--- PROBLEM TO SOLVE ---
Could every entry be set down once more, exactly as given?

Start of RECORDS SHOWN

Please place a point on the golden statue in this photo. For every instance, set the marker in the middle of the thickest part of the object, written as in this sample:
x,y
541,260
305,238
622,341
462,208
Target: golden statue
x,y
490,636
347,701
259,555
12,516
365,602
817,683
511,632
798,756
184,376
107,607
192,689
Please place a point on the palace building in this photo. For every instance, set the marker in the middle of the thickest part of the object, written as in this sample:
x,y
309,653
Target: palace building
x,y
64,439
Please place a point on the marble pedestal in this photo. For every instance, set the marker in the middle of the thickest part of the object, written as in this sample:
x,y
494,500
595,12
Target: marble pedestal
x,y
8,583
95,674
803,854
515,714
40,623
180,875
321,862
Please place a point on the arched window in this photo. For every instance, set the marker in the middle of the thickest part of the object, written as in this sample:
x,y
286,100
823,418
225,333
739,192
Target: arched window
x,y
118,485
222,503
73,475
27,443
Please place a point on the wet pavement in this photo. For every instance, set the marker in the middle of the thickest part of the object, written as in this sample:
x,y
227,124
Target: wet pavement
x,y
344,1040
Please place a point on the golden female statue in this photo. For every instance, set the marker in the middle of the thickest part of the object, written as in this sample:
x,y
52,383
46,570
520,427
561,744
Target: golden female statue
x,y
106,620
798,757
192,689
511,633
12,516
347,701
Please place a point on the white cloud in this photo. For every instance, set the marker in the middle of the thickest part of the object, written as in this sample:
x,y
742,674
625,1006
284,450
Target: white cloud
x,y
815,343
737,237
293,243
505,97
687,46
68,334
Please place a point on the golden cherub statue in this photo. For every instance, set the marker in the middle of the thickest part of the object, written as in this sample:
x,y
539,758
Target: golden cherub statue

End of RECORDS SHOWN

--- EXERCISE ANSWER ---
Please place a point on the golden statue in this photo. For every instance, set the marker in the middle of the thickest part of the object, written as in this sample:
x,y
541,260
305,238
622,341
462,208
Target: golden statue
x,y
490,636
347,701
259,555
12,516
365,602
817,683
511,632
798,756
184,376
107,607
192,689
Please place a point on the palace building in this photo. For every instance, set the marker in the middle of the thickest part of the object, written as in this sample:
x,y
309,653
Target: palace building
x,y
64,439
Please place a point on the marble pedestal in this photo. For every instance, set the marker in the middle of the thickest part of the object, written as in this sample:
x,y
494,500
595,12
Target: marble pedestal
x,y
8,583
95,674
803,854
515,714
40,623
180,875
321,862
Please place a point on the arched window in this photo. For every instance, set the marker in the middle of the thickest part of the object, written as in this sample:
x,y
286,100
823,418
225,333
739,192
Target: arched window
x,y
118,485
222,503
73,475
27,443
Please place a point on the wet pavement in this photo. For every instance, set the marker in the middle of the thickest part of the object, written as in this sample:
x,y
227,124
Target: wet pavement
x,y
344,1040
Please place a point on the golden female statue in this photo. For every instance, set the marker in the middle of the thickest part of the object, written as in this sample:
x,y
52,383
46,570
520,427
561,744
Target: golden female statue
x,y
106,620
798,757
192,689
511,633
12,516
347,701
Please place a point on the white cloud in this photo. For every instance, set the marker in the middle of the thickest part of the object, written as in this sample:
x,y
742,674
625,1006
284,450
Target: white cloud
x,y
815,343
737,237
293,243
505,97
687,46
68,334
Please place a point on the golden cherub statue in this photo. For every instance, set the marker in the middle of the thickest part of the object, written as in this sample:
x,y
539,758
Target: golden cherub statue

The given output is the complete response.